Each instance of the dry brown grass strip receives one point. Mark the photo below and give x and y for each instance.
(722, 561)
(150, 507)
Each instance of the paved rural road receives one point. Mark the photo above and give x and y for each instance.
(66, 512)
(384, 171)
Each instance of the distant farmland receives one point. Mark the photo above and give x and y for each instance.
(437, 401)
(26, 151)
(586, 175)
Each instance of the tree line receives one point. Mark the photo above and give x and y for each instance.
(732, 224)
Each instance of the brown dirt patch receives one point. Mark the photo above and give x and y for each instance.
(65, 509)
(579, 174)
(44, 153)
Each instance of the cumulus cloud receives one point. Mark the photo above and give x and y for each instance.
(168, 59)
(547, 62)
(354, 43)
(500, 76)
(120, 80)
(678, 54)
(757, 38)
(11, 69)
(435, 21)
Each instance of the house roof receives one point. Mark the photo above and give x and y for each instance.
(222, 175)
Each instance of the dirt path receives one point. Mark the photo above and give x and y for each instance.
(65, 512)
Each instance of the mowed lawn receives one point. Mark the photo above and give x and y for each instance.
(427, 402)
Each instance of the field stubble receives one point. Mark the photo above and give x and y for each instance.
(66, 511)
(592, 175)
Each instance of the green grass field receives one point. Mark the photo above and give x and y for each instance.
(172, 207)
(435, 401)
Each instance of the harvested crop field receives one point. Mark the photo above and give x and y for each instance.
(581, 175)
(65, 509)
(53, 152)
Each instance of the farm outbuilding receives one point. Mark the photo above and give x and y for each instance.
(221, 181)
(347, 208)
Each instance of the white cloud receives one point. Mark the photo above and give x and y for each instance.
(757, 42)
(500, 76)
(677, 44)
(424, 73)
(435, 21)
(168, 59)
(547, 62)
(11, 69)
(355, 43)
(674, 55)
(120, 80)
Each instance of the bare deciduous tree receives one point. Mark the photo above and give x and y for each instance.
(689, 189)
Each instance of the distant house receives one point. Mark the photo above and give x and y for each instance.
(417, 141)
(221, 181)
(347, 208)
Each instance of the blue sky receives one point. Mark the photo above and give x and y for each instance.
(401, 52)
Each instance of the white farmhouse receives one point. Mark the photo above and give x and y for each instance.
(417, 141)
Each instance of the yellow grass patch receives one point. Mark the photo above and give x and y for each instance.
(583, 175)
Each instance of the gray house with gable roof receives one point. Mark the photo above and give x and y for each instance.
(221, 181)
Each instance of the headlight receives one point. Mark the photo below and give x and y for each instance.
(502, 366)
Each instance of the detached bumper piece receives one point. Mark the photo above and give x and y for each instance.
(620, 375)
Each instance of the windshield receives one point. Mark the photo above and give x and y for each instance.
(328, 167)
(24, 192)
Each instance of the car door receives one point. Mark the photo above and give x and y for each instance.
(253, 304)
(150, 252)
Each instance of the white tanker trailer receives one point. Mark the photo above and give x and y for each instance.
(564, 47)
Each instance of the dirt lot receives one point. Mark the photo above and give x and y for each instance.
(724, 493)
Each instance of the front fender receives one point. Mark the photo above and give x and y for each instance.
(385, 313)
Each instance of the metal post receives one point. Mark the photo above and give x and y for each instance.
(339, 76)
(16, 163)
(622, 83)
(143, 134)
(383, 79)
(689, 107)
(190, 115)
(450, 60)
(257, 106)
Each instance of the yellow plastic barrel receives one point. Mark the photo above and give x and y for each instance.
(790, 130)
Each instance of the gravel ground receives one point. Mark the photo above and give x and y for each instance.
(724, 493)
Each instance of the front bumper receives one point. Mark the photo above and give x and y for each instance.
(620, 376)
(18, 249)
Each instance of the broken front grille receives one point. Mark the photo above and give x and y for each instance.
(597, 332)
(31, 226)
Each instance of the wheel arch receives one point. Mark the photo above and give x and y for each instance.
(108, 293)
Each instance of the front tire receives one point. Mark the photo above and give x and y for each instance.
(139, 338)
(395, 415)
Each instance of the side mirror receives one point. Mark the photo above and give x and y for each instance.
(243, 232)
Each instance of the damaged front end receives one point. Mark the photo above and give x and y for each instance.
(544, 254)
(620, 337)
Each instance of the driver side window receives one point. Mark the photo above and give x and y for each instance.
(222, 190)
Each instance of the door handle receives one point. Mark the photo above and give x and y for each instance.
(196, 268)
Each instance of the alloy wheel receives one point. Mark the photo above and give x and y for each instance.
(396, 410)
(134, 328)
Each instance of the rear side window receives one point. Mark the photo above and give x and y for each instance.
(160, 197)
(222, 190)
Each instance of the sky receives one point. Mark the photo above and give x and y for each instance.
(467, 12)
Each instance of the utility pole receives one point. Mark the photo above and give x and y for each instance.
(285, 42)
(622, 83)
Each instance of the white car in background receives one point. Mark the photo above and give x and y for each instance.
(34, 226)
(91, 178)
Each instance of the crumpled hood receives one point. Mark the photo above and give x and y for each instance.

» **Requirement**: Rewrite all the rows above, substituting "gets one point" for "receives one point" and leaving everything else as it is.

» **The output**:
Each instance of the dry brown grass strip gets one point. Mark the photo below and give x and y for each instance.
(722, 561)
(150, 507)
Each instance of the paved rural road gets one point. Mark the photo above and give x and y for each instance.
(66, 512)
(384, 171)
Each instance of the distant farmland gets one point. Mark the photo above and give x and y for each instance.
(437, 401)
(26, 151)
(586, 175)
Each instance of the tree line gets one point. Mark the photo above and give x and y for each instance.
(732, 224)
Each instance of the brown dirt patch gets one point. Mark the photo above and give x and y for each instance.
(65, 509)
(579, 174)
(44, 153)
Each instance of the cumulus cloud gets one point. Mark the photo above and give x and y for each instance.
(168, 59)
(547, 62)
(354, 43)
(500, 76)
(120, 80)
(678, 54)
(757, 38)
(11, 69)
(435, 21)
Each instance of the house roof gets one point. Mark the photo above and give x and y for each instance.
(222, 175)
Each instance of the dirt path gets one point. Mark the photo above and give x and y for each instance.
(65, 512)
Each instance of the mowed lawn gets one point. Mark the photo above and give x and y for each instance.
(427, 402)
Each instance of the field stubble gets one point. Mark the photo above and give x and y for each instance.
(66, 511)
(592, 175)
Each instance of the green grass field gets one point. Mark the photo above and give x and y for each instance.
(172, 207)
(435, 401)
Each instance of the harvested crop field gets one point. Mark the photo above and give x and y for each instance.
(581, 175)
(65, 509)
(53, 152)
Each instance of the farm outbuilding gets one point. Mark the photo above and give x and y for each instance.
(221, 181)
(347, 208)
Each instance of the white cloud gets one point. Mark the photo above and give x and y for each instance.
(757, 42)
(500, 76)
(677, 44)
(424, 73)
(435, 21)
(168, 59)
(547, 62)
(11, 69)
(355, 43)
(674, 55)
(120, 80)
Each instance of the bare deciduous tree gets one point. Mark the photo above and give x and y for each instance.
(689, 189)
Each instance of the distant house gets one point. Mark the photo above and give x and y for each instance.
(417, 141)
(221, 181)
(347, 208)
Each instance of the blue sky gets one point. Mark the photo above and give x and y for each instance.
(401, 52)
Each instance of the white farmhouse gets one point. Mark the photo above and give x and y for each instance.
(417, 141)
Each instance of the yellow grass patch gets one point. Mark the photo above and give x and y for each instance.
(583, 175)
Each instance of the gray house with gable roof gets one point. Mark the photo above and give x and y for each instance.
(221, 181)
Each instance of the headlight gets one point. Mark the photo below and give x and y for each instance.
(502, 366)
Each instance of the detached bumper piece gets one point. Mark the photo above and give x and y for each instance.
(620, 375)
Each instance of the windshield gets one point. Mark the photo above and give x and y for each instance.
(328, 167)
(24, 192)
Each instance of the car door gets one point. Mark the photo above and give x and y for each instance.
(253, 304)
(150, 252)
Each instance of the white tanker trailer gets one point. Mark the photo above and give x and y for each instance.
(564, 47)
Each instance of the dirt lot gets one point. Mark the photo above and give x and y for each instance.
(724, 493)
Each instance of the front fender gets one point. Mark the photo above and give x and y for each instance.
(385, 313)
Each instance of the metal post gets one point. Mark the photo above and give x and y for each instance.
(339, 76)
(16, 163)
(622, 83)
(143, 134)
(383, 79)
(689, 107)
(190, 115)
(450, 60)
(257, 106)
Each instance of the yellow plastic barrel gets one point. Mark the photo above and give x and y for each instance.
(790, 130)
Each instance of the gravel ground gets one point. Mark the photo above and give x and y for each instance.
(724, 493)
Each instance of the front bumper gets one point. Mark the photo above and give x and y for each instance.
(620, 376)
(18, 249)
Each instance of the broken front grille gets one point. Mark the photo above and give x and y for each instance.
(597, 332)
(31, 226)
Each instance of the wheel arch gets one point. Mark the photo above and give x and y for each instance.
(108, 293)
Each instance of the front tire gets one point. Mark the photo above and give x and y for each instance.
(139, 338)
(395, 415)
Each instance of the side mirror gets one point. Mark the photo above and give x and y for each instance.
(243, 232)
Each instance of the damaged front end gets one point. Mark the photo above and give x and y for each instance.
(544, 254)
(620, 337)
Each instance of the driver side window gets one point. Mark the photo above and give x and y for each instance.
(222, 190)
Each instance of the door handle gets one point. Mark the photo above and give x and y for each instance.
(196, 268)
Each instance of the alloy wheel gets one point. Mark the photo above and give x and y for each instance.
(396, 410)
(134, 328)
Each instance of the rear side window gets one point. Mark the photo above and give x and y for each instance.
(160, 197)
(222, 190)
Each instance of the sky gets one point. Mark the photo above and give x and y for each instance.
(467, 12)
Each instance of the utility pole gets one point. Mark the photo above and give x and y for each instance.
(285, 42)
(622, 83)
Each instance of the white car in background gets one point. Mark the photo above and give x and y for each instance.
(34, 226)
(91, 178)
Each instance of the crumpled hood gets one point. Mark the photo above and give x and y for each instance.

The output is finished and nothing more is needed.